WHAT YOU NEED TO DO:
Render all the lines of the items below as a JSON list of strings, one string per line, with blank lines dropped. Leave the pictures out.
▼
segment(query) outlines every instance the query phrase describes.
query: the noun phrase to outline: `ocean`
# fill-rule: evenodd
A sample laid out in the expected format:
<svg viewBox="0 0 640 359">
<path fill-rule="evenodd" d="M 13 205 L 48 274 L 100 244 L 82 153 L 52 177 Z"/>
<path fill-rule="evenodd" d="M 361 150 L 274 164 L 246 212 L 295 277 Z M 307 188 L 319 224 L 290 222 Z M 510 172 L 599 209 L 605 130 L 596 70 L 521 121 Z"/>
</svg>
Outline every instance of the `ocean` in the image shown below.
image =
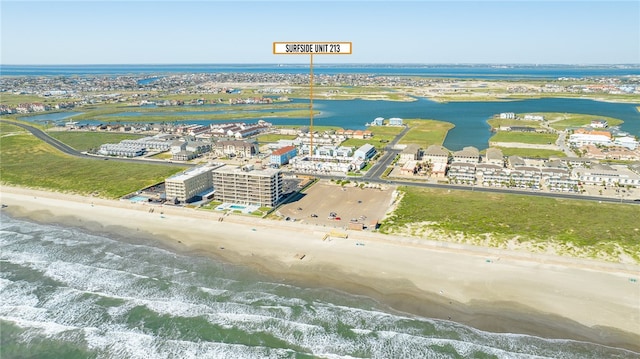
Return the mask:
<svg viewBox="0 0 640 359">
<path fill-rule="evenodd" d="M 0 223 L 3 359 L 640 357 L 401 314 L 149 239 Z"/>
<path fill-rule="evenodd" d="M 146 65 L 0 65 L 0 76 L 92 76 L 176 73 L 281 73 L 308 74 L 302 64 L 146 64 Z M 419 65 L 419 64 L 314 64 L 317 75 L 373 74 L 475 79 L 558 79 L 640 76 L 640 65 Z"/>
</svg>

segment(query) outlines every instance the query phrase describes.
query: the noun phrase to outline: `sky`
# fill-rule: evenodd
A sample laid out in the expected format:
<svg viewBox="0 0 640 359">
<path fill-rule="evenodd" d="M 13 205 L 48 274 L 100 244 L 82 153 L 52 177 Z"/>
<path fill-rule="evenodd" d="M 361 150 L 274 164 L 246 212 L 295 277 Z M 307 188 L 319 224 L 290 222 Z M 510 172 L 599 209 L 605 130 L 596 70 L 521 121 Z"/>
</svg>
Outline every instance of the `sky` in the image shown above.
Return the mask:
<svg viewBox="0 0 640 359">
<path fill-rule="evenodd" d="M 638 64 L 640 1 L 0 0 L 0 64 Z"/>
</svg>

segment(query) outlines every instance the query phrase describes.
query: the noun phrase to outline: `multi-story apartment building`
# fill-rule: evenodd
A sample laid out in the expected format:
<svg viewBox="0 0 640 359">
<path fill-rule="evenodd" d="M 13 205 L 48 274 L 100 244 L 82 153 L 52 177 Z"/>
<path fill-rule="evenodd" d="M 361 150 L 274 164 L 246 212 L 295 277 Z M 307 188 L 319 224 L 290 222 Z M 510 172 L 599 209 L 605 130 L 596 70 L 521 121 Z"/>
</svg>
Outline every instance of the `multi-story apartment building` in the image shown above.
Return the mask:
<svg viewBox="0 0 640 359">
<path fill-rule="evenodd" d="M 216 201 L 273 207 L 282 197 L 282 172 L 278 169 L 224 166 L 212 174 Z"/>
<path fill-rule="evenodd" d="M 164 181 L 168 201 L 192 202 L 213 191 L 211 171 L 222 165 L 206 165 L 189 169 Z"/>
</svg>

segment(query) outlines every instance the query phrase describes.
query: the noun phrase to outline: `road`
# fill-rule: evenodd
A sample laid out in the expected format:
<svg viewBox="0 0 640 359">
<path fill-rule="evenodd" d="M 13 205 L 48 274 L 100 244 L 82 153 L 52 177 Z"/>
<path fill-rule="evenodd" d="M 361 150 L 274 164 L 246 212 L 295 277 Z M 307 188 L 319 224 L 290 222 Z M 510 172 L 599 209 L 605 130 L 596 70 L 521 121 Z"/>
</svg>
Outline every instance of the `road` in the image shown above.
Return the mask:
<svg viewBox="0 0 640 359">
<path fill-rule="evenodd" d="M 70 156 L 91 159 L 91 160 L 99 160 L 104 161 L 107 157 L 98 157 L 98 156 L 89 156 L 82 152 L 78 152 L 75 149 L 65 145 L 64 143 L 58 141 L 57 139 L 49 136 L 46 132 L 23 123 L 0 120 L 0 122 L 8 123 L 12 125 L 19 126 L 24 128 L 25 130 L 31 132 L 38 139 L 50 144 L 55 147 L 57 150 L 68 154 Z M 440 184 L 440 183 L 429 183 L 429 182 L 417 182 L 417 181 L 402 181 L 402 180 L 384 180 L 381 178 L 384 171 L 391 165 L 395 157 L 401 152 L 398 149 L 394 149 L 400 138 L 404 136 L 409 128 L 405 128 L 400 132 L 393 141 L 389 142 L 389 144 L 385 147 L 385 153 L 380 157 L 376 164 L 374 164 L 367 174 L 362 177 L 363 180 L 371 183 L 380 183 L 380 184 L 393 184 L 393 185 L 404 185 L 404 186 L 415 186 L 415 187 L 428 187 L 428 188 L 441 188 L 441 189 L 454 189 L 454 190 L 462 190 L 462 191 L 477 191 L 477 192 L 487 192 L 487 193 L 512 193 L 512 194 L 523 194 L 529 196 L 540 196 L 540 197 L 550 197 L 550 198 L 565 198 L 565 199 L 580 199 L 580 200 L 589 200 L 589 201 L 598 201 L 598 202 L 610 202 L 610 203 L 632 203 L 640 205 L 640 202 L 634 201 L 632 199 L 620 199 L 620 198 L 612 198 L 612 197 L 596 197 L 596 196 L 584 196 L 584 195 L 575 195 L 575 194 L 567 194 L 567 193 L 557 193 L 557 192 L 538 192 L 538 191 L 522 191 L 522 190 L 513 190 L 513 189 L 504 189 L 504 188 L 494 188 L 494 187 L 476 187 L 476 186 L 458 186 L 458 185 L 450 185 L 450 184 Z M 174 163 L 174 162 L 164 162 L 164 161 L 155 161 L 155 160 L 145 160 L 145 159 L 131 159 L 131 158 L 119 158 L 119 157 L 108 157 L 110 161 L 118 161 L 118 162 L 129 162 L 129 163 L 147 163 L 154 165 L 162 165 L 162 166 L 176 166 L 176 167 L 193 167 L 192 164 L 186 163 Z M 318 178 L 324 179 L 342 179 L 340 176 L 324 176 L 317 175 Z"/>
<path fill-rule="evenodd" d="M 384 153 L 376 163 L 371 166 L 371 168 L 367 171 L 367 173 L 363 176 L 363 178 L 370 179 L 379 179 L 384 174 L 384 171 L 391 165 L 393 160 L 400 154 L 400 150 L 395 149 L 395 146 L 398 144 L 398 141 L 409 131 L 409 127 L 405 126 L 405 128 L 398 134 L 396 137 L 387 144 L 384 148 Z"/>
<path fill-rule="evenodd" d="M 70 156 L 78 157 L 78 158 L 97 160 L 97 161 L 98 160 L 99 161 L 109 160 L 109 161 L 117 161 L 117 162 L 145 163 L 145 164 L 174 166 L 174 167 L 193 167 L 194 166 L 192 164 L 187 164 L 187 163 L 173 163 L 173 162 L 164 162 L 164 161 L 149 160 L 149 159 L 133 159 L 133 158 L 122 158 L 122 157 L 90 156 L 90 155 L 87 155 L 86 153 L 82 153 L 82 152 L 76 151 L 74 148 L 69 147 L 68 145 L 66 145 L 66 144 L 58 141 L 57 139 L 49 136 L 48 133 L 40 130 L 37 127 L 29 126 L 27 124 L 20 123 L 20 122 L 13 122 L 13 121 L 7 121 L 7 120 L 2 120 L 2 119 L 0 119 L 0 122 L 24 128 L 25 130 L 31 132 L 32 135 L 36 136 L 36 138 L 38 138 L 38 139 L 50 144 L 51 146 L 53 146 L 58 151 L 60 151 L 62 153 L 65 153 L 67 155 L 70 155 Z"/>
</svg>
▲
FINAL ANSWER:
[
  "segment(query) outlines every instance the query phrase describes.",
  "query: the noun phrase to outline: `ocean`",
  "# fill-rule: evenodd",
  "A sample laid out in the expected format:",
  "<svg viewBox=\"0 0 640 359\">",
  "<path fill-rule=\"evenodd\" d=\"M 13 205 L 48 274 L 100 244 L 82 153 L 52 177 Z\"/>",
  "<path fill-rule=\"evenodd\" d=\"M 361 150 L 274 164 L 246 212 L 295 277 Z M 307 188 L 319 224 L 290 222 Z M 510 172 L 599 209 L 605 130 L 596 70 L 521 121 Z\"/>",
  "</svg>",
  "Outline every instance of the `ocean` in the image shown below.",
  "image =",
  "Return the mask:",
  "<svg viewBox=\"0 0 640 359\">",
  "<path fill-rule=\"evenodd\" d=\"M 0 223 L 3 359 L 640 357 L 401 314 L 149 239 Z\"/>",
  "<path fill-rule=\"evenodd\" d=\"M 146 65 L 0 65 L 0 76 L 92 76 L 176 73 L 281 73 L 308 74 L 302 64 L 146 64 Z M 419 65 L 419 64 L 314 64 L 317 75 L 373 74 L 475 79 L 558 79 L 640 76 L 640 65 Z\"/>",
  "</svg>",
  "segment(query) outlines every instance the query phrase describes.",
  "query: the noun phrase to outline: `sky`",
  "# fill-rule: evenodd",
  "A sample laid out in the expected format:",
  "<svg viewBox=\"0 0 640 359\">",
  "<path fill-rule=\"evenodd\" d=\"M 13 205 L 48 274 L 100 244 L 82 153 L 52 177 Z\"/>",
  "<path fill-rule=\"evenodd\" d=\"M 361 150 L 274 164 L 246 212 L 295 277 Z M 307 188 L 319 224 L 290 222 Z M 510 172 L 599 209 L 605 130 L 596 70 L 521 121 Z\"/>",
  "</svg>",
  "Outline every instance of the `sky` in the image shown above.",
  "Return the mask:",
  "<svg viewBox=\"0 0 640 359\">",
  "<path fill-rule=\"evenodd\" d=\"M 638 64 L 640 1 L 0 0 L 0 64 Z\"/>",
  "</svg>",
  "segment(query) outlines every instance the query phrase describes.",
  "query: the noun phrase to outline: `multi-story apartment building`",
  "# fill-rule: evenodd",
  "A sample laid out in the expected format:",
  "<svg viewBox=\"0 0 640 359\">",
  "<path fill-rule=\"evenodd\" d=\"M 13 205 L 48 274 L 100 244 L 82 153 L 52 177 Z\"/>",
  "<path fill-rule=\"evenodd\" d=\"M 361 150 L 274 164 L 246 212 L 295 277 Z M 307 188 L 319 224 L 290 222 Z M 510 172 L 599 209 L 605 130 L 596 70 L 521 121 Z\"/>",
  "</svg>",
  "Outline every instance of the `multi-story apartment building` in the image shown above.",
  "Return the mask:",
  "<svg viewBox=\"0 0 640 359\">",
  "<path fill-rule=\"evenodd\" d=\"M 216 201 L 273 207 L 282 197 L 282 172 L 278 169 L 224 166 L 212 174 Z\"/>",
  "<path fill-rule=\"evenodd\" d=\"M 164 181 L 168 201 L 192 202 L 213 191 L 211 171 L 222 165 L 206 165 L 189 169 Z\"/>",
  "</svg>",
  "segment(query) outlines every instance the query phrase describes.",
  "query: the noun phrase to outline: `road`",
  "# fill-rule: evenodd",
  "A sample laid out in the expected format:",
  "<svg viewBox=\"0 0 640 359\">",
  "<path fill-rule=\"evenodd\" d=\"M 13 205 L 48 274 L 100 244 L 82 153 L 52 177 Z\"/>",
  "<path fill-rule=\"evenodd\" d=\"M 361 150 L 274 164 L 246 212 L 295 277 Z M 307 188 L 319 224 L 290 222 Z M 510 172 L 599 209 L 605 130 L 596 70 L 521 121 Z\"/>",
  "</svg>",
  "Outline every instance of the `road` in the image shown above.",
  "Return the mask:",
  "<svg viewBox=\"0 0 640 359\">",
  "<path fill-rule=\"evenodd\" d=\"M 70 156 L 91 159 L 91 160 L 99 160 L 104 161 L 107 157 L 98 157 L 98 156 L 89 156 L 82 152 L 78 152 L 75 149 L 65 145 L 64 143 L 58 141 L 57 139 L 49 136 L 46 132 L 23 123 L 0 120 L 0 122 L 8 123 L 12 125 L 19 126 L 24 128 L 25 130 L 31 132 L 38 139 L 50 144 L 55 147 L 57 150 L 68 154 Z M 440 184 L 440 183 L 429 183 L 429 182 L 417 182 L 417 181 L 402 181 L 402 180 L 384 180 L 381 178 L 384 171 L 391 165 L 395 157 L 401 152 L 398 149 L 394 149 L 400 138 L 404 136 L 409 128 L 405 128 L 400 132 L 393 141 L 389 142 L 389 144 L 385 147 L 385 153 L 380 157 L 376 164 L 374 164 L 367 174 L 362 177 L 363 180 L 371 183 L 380 183 L 380 184 L 393 184 L 393 185 L 404 185 L 404 186 L 415 186 L 415 187 L 428 187 L 428 188 L 441 188 L 441 189 L 454 189 L 454 190 L 462 190 L 462 191 L 477 191 L 477 192 L 487 192 L 487 193 L 512 193 L 512 194 L 523 194 L 529 196 L 540 196 L 540 197 L 550 197 L 550 198 L 565 198 L 565 199 L 580 199 L 580 200 L 589 200 L 589 201 L 598 201 L 598 202 L 610 202 L 610 203 L 632 203 L 640 205 L 640 202 L 634 201 L 632 199 L 620 199 L 620 198 L 612 198 L 612 197 L 596 197 L 596 196 L 584 196 L 584 195 L 575 195 L 575 194 L 567 194 L 567 193 L 557 193 L 557 192 L 538 192 L 538 191 L 522 191 L 522 190 L 513 190 L 513 189 L 504 189 L 504 188 L 494 188 L 494 187 L 476 187 L 476 186 L 458 186 L 458 185 L 450 185 L 450 184 Z M 174 163 L 174 162 L 164 162 L 164 161 L 155 161 L 155 160 L 145 160 L 145 159 L 131 159 L 131 158 L 119 158 L 119 157 L 108 157 L 110 161 L 118 161 L 118 162 L 129 162 L 129 163 L 147 163 L 154 165 L 162 165 L 162 166 L 176 166 L 176 167 L 193 167 L 192 164 L 186 163 Z M 318 178 L 324 179 L 342 179 L 340 176 L 324 176 L 317 175 Z\"/>",
  "<path fill-rule=\"evenodd\" d=\"M 384 153 L 376 163 L 371 166 L 371 168 L 367 171 L 367 173 L 363 176 L 363 178 L 370 179 L 379 179 L 384 174 L 384 171 L 391 165 L 393 160 L 400 154 L 400 150 L 395 149 L 395 146 L 398 144 L 398 141 L 409 131 L 409 127 L 405 126 L 405 128 L 398 134 L 396 137 L 387 144 L 384 148 Z\"/>",
  "<path fill-rule=\"evenodd\" d=\"M 70 156 L 78 157 L 78 158 L 97 160 L 97 161 L 98 160 L 99 161 L 109 160 L 109 161 L 117 161 L 117 162 L 145 163 L 145 164 L 174 166 L 174 167 L 193 167 L 194 166 L 192 164 L 187 164 L 187 163 L 173 163 L 173 162 L 164 162 L 164 161 L 149 160 L 149 159 L 133 159 L 133 158 L 122 158 L 122 157 L 90 156 L 90 155 L 87 155 L 86 153 L 82 153 L 82 152 L 76 151 L 74 148 L 69 147 L 68 145 L 66 145 L 66 144 L 58 141 L 57 139 L 49 136 L 48 133 L 40 130 L 37 127 L 29 126 L 27 124 L 20 123 L 20 122 L 13 122 L 13 121 L 7 121 L 7 120 L 2 120 L 2 119 L 0 119 L 0 122 L 24 128 L 25 130 L 31 132 L 32 135 L 36 136 L 36 138 L 38 138 L 38 139 L 50 144 L 51 146 L 53 146 L 58 151 L 60 151 L 62 153 L 65 153 L 67 155 L 70 155 Z\"/>",
  "</svg>"
]